● ПОСТАНОВКА ЗАДАЧИ: Продолжите, пожалуйста, текст о социализме и русской революции, начав сразу после его последнего предложения.

О социализме и русской революции
Шрифт:
Увы, в обоих случаях расчет совершенно не оправдался. В то время как Ленин и его товарищи, очевидно, ожидали, что они как защитники национальной свободы «вплоть до государственного отделения» сделают Финляндию, Украину, Польшу, Литву, Балтийские страны, кавказцев и т. д. верными союзниками русской революции, мы наблюдали обратную картину: одна за другой эти «нации» использовали только что дарованную им свободу для того, чтобы в качестве смертельного врага русской революции вступить в союз с германским империализмом и под его защитой понести знамя контрреволюции в саму Россию. Образцовый пример — интермедия с Украиной в Бресте, обусловившая решающий поворот в этих переговорах и во всем внутреннем и внешнеполитическом положении большевиков. Поведение Финляндии, Польши, Литвы, Балтийских стран, наций Кавказа самым убедительным образом показывает, что мы имеем здесь дело не со случайными исключениями, а с типичным явлением.
Конечно, во всех этих случаях такую реакционную политику в действительности проводили не «нации», а лишь буржуазные и мелкобуржуазные классы, которые в острейшем противоречии с собственными пролетарскими массами превращают «право на национальное самоопределение» в инструмент своей контрреволюционной классовой политики.

● Извлечённые записи данных:
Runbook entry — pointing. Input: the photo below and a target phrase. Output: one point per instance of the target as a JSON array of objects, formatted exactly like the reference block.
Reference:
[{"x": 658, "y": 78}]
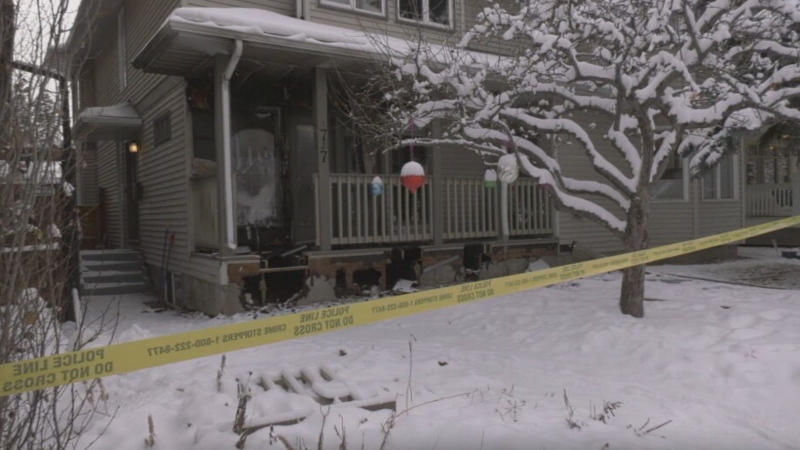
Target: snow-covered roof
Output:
[
  {"x": 114, "y": 122},
  {"x": 191, "y": 35}
]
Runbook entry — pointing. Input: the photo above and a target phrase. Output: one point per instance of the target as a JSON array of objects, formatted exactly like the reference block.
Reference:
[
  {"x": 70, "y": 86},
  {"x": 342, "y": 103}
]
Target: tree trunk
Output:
[
  {"x": 7, "y": 32},
  {"x": 631, "y": 300}
]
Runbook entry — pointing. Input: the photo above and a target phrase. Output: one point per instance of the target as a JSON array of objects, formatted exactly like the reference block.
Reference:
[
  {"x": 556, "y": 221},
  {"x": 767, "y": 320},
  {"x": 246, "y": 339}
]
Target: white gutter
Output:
[{"x": 230, "y": 225}]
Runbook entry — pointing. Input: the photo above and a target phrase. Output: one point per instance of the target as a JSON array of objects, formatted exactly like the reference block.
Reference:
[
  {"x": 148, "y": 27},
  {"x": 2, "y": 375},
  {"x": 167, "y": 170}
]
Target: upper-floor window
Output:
[
  {"x": 719, "y": 183},
  {"x": 122, "y": 53},
  {"x": 377, "y": 7},
  {"x": 429, "y": 12}
]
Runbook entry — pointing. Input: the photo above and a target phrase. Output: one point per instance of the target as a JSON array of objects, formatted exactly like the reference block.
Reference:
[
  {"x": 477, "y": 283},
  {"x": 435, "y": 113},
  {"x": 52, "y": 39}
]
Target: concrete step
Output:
[
  {"x": 114, "y": 277},
  {"x": 116, "y": 288},
  {"x": 110, "y": 255}
]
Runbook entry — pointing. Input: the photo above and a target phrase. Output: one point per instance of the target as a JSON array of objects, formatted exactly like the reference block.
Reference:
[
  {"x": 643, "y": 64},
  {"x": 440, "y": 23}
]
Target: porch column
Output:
[
  {"x": 437, "y": 188},
  {"x": 794, "y": 179},
  {"x": 325, "y": 230},
  {"x": 223, "y": 70}
]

● РЕЗУЛЬТАТ:
Надежда превратить эти реальные отношения классов в их противоположность посредством «народных голосований», вокруг которых все вращалось в Бресте, вера, что большинство революционных народных масс выскажется за соединение с русской революцией, были, если на это всерьез рассчитывали Ленин и Троцкий, непонятным оптимизмом. Если же это должно было стать лишь тактическим приемом — рапирой в дуэли с германским деспотизмом, то это было опасной игрой с огнем. Даже и без германской военной оккупации пресловутое «народное голосование», если бы до него дошло дело в окраинных странах, при духовном настрое крестьянских масс и широких слоев еще индифферентных пролетариев, при реакционной устремленности мелкой буржуазии и при тысячах средств воздействия буржуазии на голосование, по всей вероятности, повсюду дало бы результат, суливший большевикам мало радости. Ведь можно считать непреложным правилом, что господствующие классы знают, как не допустить подобные народные голосования по национальному вопросу, когда они приходятся им не ко двору, а если голосования все же происходят, то знают, какими средствами и способами можно так повлиять на их результаты, чтобы мы не смогли установить социализм посредством народных голосований.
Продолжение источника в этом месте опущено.